About this exercise:
In the listing that follows, give every line again exactly and omit the pictures.

Records shown:

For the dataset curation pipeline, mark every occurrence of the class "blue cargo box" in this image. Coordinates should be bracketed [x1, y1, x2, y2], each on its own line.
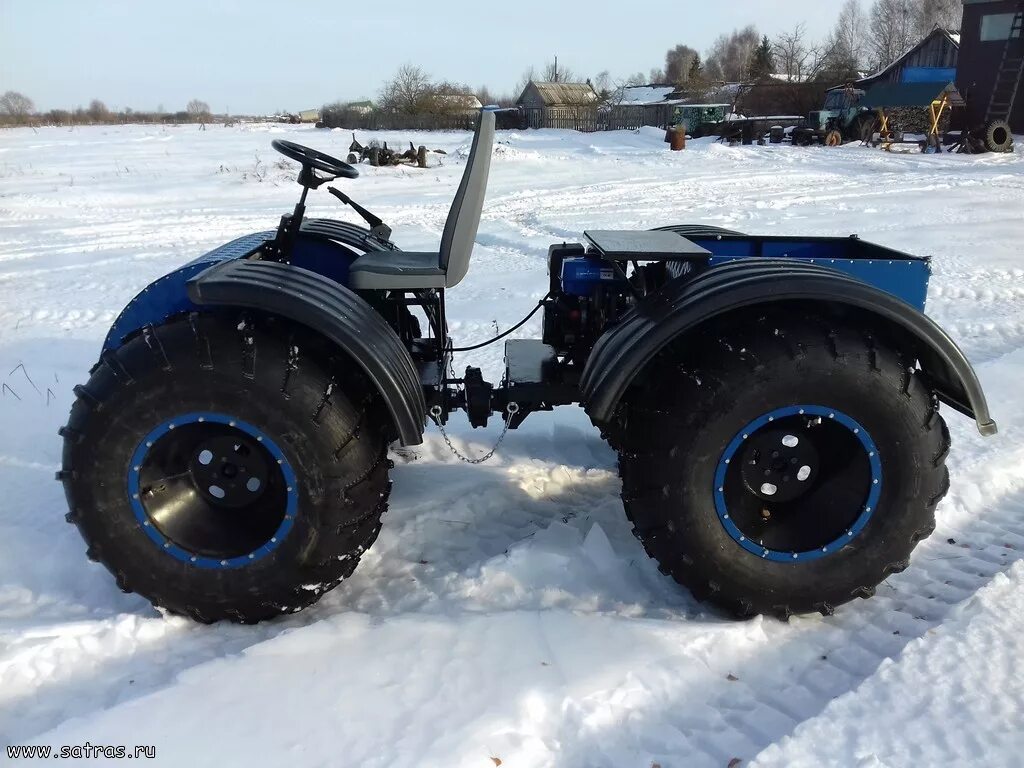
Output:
[687, 235, 930, 311]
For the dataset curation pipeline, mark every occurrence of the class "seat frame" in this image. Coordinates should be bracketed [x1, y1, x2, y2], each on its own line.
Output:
[346, 109, 496, 368]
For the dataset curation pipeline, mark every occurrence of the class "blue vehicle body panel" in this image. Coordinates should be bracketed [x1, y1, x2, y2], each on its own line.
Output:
[689, 236, 930, 311]
[706, 255, 929, 311]
[102, 231, 360, 351]
[902, 66, 957, 84]
[104, 225, 930, 357]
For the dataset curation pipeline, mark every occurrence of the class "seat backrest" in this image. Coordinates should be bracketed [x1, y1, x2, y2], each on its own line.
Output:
[439, 109, 495, 288]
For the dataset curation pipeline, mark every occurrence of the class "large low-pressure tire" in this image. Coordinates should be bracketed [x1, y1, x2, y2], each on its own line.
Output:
[983, 119, 1014, 153]
[652, 224, 745, 238]
[59, 312, 391, 623]
[616, 311, 950, 618]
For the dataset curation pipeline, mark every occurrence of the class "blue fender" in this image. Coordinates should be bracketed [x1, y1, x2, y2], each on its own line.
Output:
[102, 221, 387, 351]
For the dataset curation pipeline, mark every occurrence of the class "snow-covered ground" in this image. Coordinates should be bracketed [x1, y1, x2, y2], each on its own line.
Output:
[1, 123, 1022, 766]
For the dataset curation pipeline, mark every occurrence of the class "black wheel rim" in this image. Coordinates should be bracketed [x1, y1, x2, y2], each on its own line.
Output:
[713, 405, 882, 562]
[127, 413, 298, 568]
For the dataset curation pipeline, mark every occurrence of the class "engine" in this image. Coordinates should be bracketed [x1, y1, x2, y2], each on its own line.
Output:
[542, 243, 634, 362]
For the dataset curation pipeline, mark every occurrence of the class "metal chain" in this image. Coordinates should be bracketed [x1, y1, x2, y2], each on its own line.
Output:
[430, 402, 519, 464]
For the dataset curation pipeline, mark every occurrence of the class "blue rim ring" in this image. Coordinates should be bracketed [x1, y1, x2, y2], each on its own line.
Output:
[127, 412, 298, 569]
[713, 405, 882, 563]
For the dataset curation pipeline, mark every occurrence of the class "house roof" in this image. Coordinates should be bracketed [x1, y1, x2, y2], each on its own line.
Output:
[434, 92, 482, 109]
[848, 28, 961, 89]
[518, 81, 598, 106]
[618, 85, 678, 105]
[861, 80, 966, 108]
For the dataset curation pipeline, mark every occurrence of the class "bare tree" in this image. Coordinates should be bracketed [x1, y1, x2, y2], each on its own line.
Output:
[705, 26, 761, 81]
[542, 58, 577, 83]
[665, 44, 699, 84]
[914, 0, 961, 35]
[831, 0, 869, 72]
[513, 66, 537, 98]
[869, 0, 917, 71]
[773, 24, 811, 81]
[476, 84, 494, 106]
[773, 23, 838, 82]
[592, 70, 613, 100]
[0, 91, 34, 121]
[423, 81, 478, 115]
[378, 64, 433, 113]
[87, 99, 109, 122]
[186, 99, 211, 121]
[819, 0, 869, 81]
[649, 67, 666, 83]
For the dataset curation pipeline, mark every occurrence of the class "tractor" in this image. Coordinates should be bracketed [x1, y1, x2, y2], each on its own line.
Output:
[58, 109, 996, 624]
[791, 86, 873, 146]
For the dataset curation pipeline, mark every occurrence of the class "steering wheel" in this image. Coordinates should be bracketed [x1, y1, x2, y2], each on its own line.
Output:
[271, 139, 359, 180]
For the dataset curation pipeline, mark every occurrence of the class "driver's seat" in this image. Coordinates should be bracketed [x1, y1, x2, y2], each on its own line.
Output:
[348, 110, 495, 290]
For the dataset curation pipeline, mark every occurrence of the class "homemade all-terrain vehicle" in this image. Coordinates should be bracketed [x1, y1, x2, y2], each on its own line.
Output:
[59, 110, 996, 623]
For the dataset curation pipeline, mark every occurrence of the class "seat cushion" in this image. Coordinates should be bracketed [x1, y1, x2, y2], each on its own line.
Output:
[348, 250, 445, 289]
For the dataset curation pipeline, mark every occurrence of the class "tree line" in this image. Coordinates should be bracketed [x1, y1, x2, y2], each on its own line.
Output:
[324, 0, 961, 120]
[3, 0, 962, 128]
[624, 0, 959, 89]
[0, 94, 213, 127]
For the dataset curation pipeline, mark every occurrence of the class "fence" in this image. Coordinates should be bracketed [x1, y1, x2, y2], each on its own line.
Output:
[523, 106, 600, 132]
[320, 103, 733, 134]
[319, 108, 475, 131]
[522, 105, 691, 133]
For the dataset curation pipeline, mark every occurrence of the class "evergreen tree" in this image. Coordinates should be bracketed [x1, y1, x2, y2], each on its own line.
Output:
[749, 36, 776, 80]
[688, 53, 703, 81]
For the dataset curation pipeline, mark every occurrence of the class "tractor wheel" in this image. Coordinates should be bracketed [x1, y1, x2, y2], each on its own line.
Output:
[983, 119, 1014, 153]
[416, 145, 428, 168]
[59, 313, 391, 623]
[368, 147, 380, 167]
[853, 113, 876, 145]
[616, 311, 950, 618]
[824, 129, 843, 147]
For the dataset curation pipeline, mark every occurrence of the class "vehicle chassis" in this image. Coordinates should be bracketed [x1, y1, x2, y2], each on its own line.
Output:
[59, 111, 996, 624]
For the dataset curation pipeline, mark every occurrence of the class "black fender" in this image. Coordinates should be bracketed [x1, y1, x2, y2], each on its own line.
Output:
[187, 259, 426, 446]
[581, 259, 996, 436]
[300, 218, 398, 253]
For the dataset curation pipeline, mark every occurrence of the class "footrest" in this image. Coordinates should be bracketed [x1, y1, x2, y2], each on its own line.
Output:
[583, 230, 711, 260]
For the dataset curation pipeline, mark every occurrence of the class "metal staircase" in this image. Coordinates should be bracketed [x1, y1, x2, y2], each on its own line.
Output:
[985, 2, 1024, 123]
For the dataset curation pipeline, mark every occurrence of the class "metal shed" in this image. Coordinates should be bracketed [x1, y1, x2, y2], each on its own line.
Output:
[957, 0, 1024, 131]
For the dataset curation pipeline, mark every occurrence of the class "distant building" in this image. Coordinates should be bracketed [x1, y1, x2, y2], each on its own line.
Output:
[298, 109, 320, 123]
[345, 100, 374, 115]
[433, 91, 483, 115]
[829, 27, 961, 94]
[617, 84, 680, 106]
[957, 0, 1024, 130]
[517, 81, 598, 108]
[516, 81, 600, 130]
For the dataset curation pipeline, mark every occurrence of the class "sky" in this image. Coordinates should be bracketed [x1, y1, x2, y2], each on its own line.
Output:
[0, 0, 836, 114]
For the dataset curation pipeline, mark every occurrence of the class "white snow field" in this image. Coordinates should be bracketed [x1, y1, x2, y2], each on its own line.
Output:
[1, 123, 1023, 766]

Task response:
For the dataset curation pipeline, mark every occurrence of the class "blue cargo box" in this image. Coordinates should be bracketed [x1, y1, x2, y2], each on its own line.
Output:
[687, 235, 930, 311]
For the dataset curation pipeline, mark every occurrence of the class "seat frame" in this image. Coordinates should be bracketed [x1, y1, x2, y2], each on its own line.
Output:
[346, 109, 496, 368]
For the dataset curation pipeline, mark every occurrence of the class "blue vehicle body panel" in this image. Coordinates should be bracketed [x1, y1, x2, y2], each on its own line.
Output:
[689, 236, 930, 311]
[706, 255, 929, 311]
[102, 231, 360, 351]
[902, 66, 957, 84]
[104, 225, 930, 357]
For the dataset curation pipeline, mark every occurrence of the class "seat backrest" in this image. Coordinates should be bracketed [x1, y1, x2, y2], each on its own line.
Output:
[439, 109, 495, 288]
For the dataset curation pipeline, mark every occurrence of the class "large low-pressure tire" in this image. Coordinates should be bracketed [x1, y1, x2, y2], each on its own line.
Output:
[983, 119, 1014, 153]
[652, 224, 745, 238]
[59, 312, 391, 623]
[616, 311, 950, 618]
For the dataset curation pipeline, mark every occurrence of the class "blue fender" in this image. Coordinates should be bracketed [x1, y1, x2, y2], each on its own line.
Output:
[102, 221, 387, 351]
For the dataset curation pipeline, mark every occurrence of the class "snow-covered ground" in this image. Coordinates should be bracketed [x1, y1, x2, y2], each on its own line.
Output:
[1, 123, 1022, 766]
For the dataset curation pipeline, mark every occurrence of the class "black wheel rim" in this image. Coordinates should be bracketed [x1, y1, x2, y2], each on its own line.
Output:
[713, 405, 882, 562]
[127, 413, 298, 568]
For the dataset curation pipeline, mark every occurrence of the class "engine" in this image. Coordinates should be bracketed [x1, y1, x2, y2], each on its own line.
Output:
[542, 243, 634, 362]
For the dataset curation pipeline, mark every occurrence of the class "metal chain" in this image. Coordinates should be bracketed [x1, y1, x2, y2], each on its own line.
Output:
[430, 402, 519, 464]
For the dataset curation pipeline, mark every occurrence of the class "blue rim ring" in this image. Coordinates should be bracketed [x1, y1, x2, y2], each on its own line.
Output:
[127, 412, 298, 569]
[713, 405, 882, 563]
For the dataset curation pipeline, mark every occurrence of the class "house roof" in this image. Coordinates should be bracketed [x1, y1, x2, y2], each on its own line.
Output:
[434, 92, 482, 109]
[848, 28, 961, 89]
[518, 81, 598, 106]
[618, 85, 678, 105]
[861, 80, 966, 108]
For the dataset curation pipeline, mark every occurrence of the class "bare tree" in this image. Coordinates should be bracketed [x1, y1, x2, y2], each on its own line.
Output:
[705, 26, 761, 81]
[542, 58, 577, 83]
[665, 44, 699, 84]
[914, 0, 961, 35]
[831, 0, 869, 72]
[513, 66, 537, 98]
[869, 0, 917, 71]
[773, 24, 811, 81]
[476, 84, 494, 106]
[773, 23, 838, 82]
[592, 70, 613, 100]
[0, 91, 34, 121]
[423, 81, 478, 115]
[378, 64, 433, 113]
[87, 99, 109, 122]
[186, 99, 211, 121]
[819, 0, 869, 81]
[649, 67, 666, 83]
For the dataset curation pipeline, mark every occurrence of the class "tractor" in this image. Coordinates should be bracketed [x1, y1, x2, y2], each on its own line.
Output:
[58, 109, 996, 624]
[791, 86, 873, 146]
For the dataset curation pipeline, mark every occurrence of the class "steering wheel" in this image. Coordinates should be bracketed [x1, y1, x2, y2], each on its own line.
Output:
[271, 139, 359, 180]
For the dataset curation pipeline, mark every occurrence of the class "driver's seat" in this image. Coordinates should be bracketed [x1, y1, x2, y2], each on its own line.
Output:
[348, 110, 495, 290]
For the dataset curation pipeline, mark every occurrence of the class "homemade all-terrain vehicle" in this image. Coordinates should be bracketed [x1, y1, x2, y2], each on its own line.
Output:
[59, 110, 996, 623]
For the dataset curation pipeline, mark every occurrence of the class "seat cushion" in this image. Coordinates should be bracketed [x1, y1, x2, y2], each on its own line.
Output:
[348, 250, 445, 289]
For the dataset curation pipeline, mark every occurrence of the class "tree line" in this image. Coordinates should be bracketed [x1, y1, x2, y2], each on its own line.
Output:
[324, 0, 961, 120]
[3, 0, 962, 128]
[624, 0, 959, 89]
[0, 94, 213, 127]
For the dataset curation pipeline, mark every occurrence of the class "fence" in this image. Coordinates should be bracketed [x1, y1, x2, y2], each on its own line.
Output:
[523, 106, 600, 132]
[320, 103, 733, 134]
[319, 108, 475, 131]
[522, 105, 691, 133]
For the dataset curation pipeline, mark every occurrence of the class "evergreen tree" in this image. Coordinates should be bracketed [x1, y1, x2, y2], each on its own line.
Output:
[749, 36, 776, 80]
[688, 53, 703, 81]
For the dataset curation pipeline, mark every occurrence of the class "tractor wheel" in this image. Coordinates should be bracketed [x1, y1, x2, y2], each on its own line.
Output:
[983, 119, 1014, 153]
[416, 145, 428, 168]
[59, 313, 391, 623]
[368, 147, 380, 167]
[853, 113, 876, 145]
[616, 311, 950, 618]
[824, 129, 843, 147]
For the dataset curation pipeline, mark every occurrence of the class "vehicle chassis" in this image. Coordinates should be bracketed [x1, y1, x2, y2], each on its own line.
Output:
[59, 111, 996, 624]
For the dataset curation pipeline, mark every occurrence of the class "black fender" in this image. Coordinates should be bracketed [x1, y1, x2, y2], each on its own line.
Output:
[187, 259, 426, 446]
[581, 259, 996, 436]
[300, 218, 398, 253]
For the dataset curation pipeline, mark every occurrence of the class "footrest" in this image. Coordinates should be bracketed [x1, y1, x2, y2], each on its own line.
Output:
[583, 230, 711, 260]
For the dataset curation pipeline, mark every occurrence of the class "metal staircase" in this image. Coordinates should be bracketed [x1, y1, x2, y2], each on its own line.
Output:
[985, 2, 1024, 123]
For the dataset curation pipeline, mark every occurrence of the class "metal shed" in this image. Coordinates should be bracketed [x1, y1, x2, y2], each on its own line.
Output:
[957, 0, 1024, 131]
For the dataset curation pipeline, mark every occurrence of the class "distant building" in this image. Coordinates should be bracketed [x1, y1, x2, y2], each on its own line.
Output:
[298, 109, 320, 123]
[345, 100, 374, 115]
[433, 91, 483, 115]
[829, 27, 961, 94]
[617, 84, 680, 106]
[957, 0, 1024, 130]
[517, 81, 598, 108]
[516, 81, 600, 130]
For the dataset curation pipeline, mark every occurrence of the class "sky" in this image. Coordinates should be bracketed [x1, y1, x2, y2], each on its own line.
Output:
[0, 0, 836, 114]
For the dataset curation pipeline, mark every occurrence of the class "white snow field" in this image. Coordinates should be bracketed [x1, y1, x2, y2], each on its own line.
Output:
[1, 123, 1023, 766]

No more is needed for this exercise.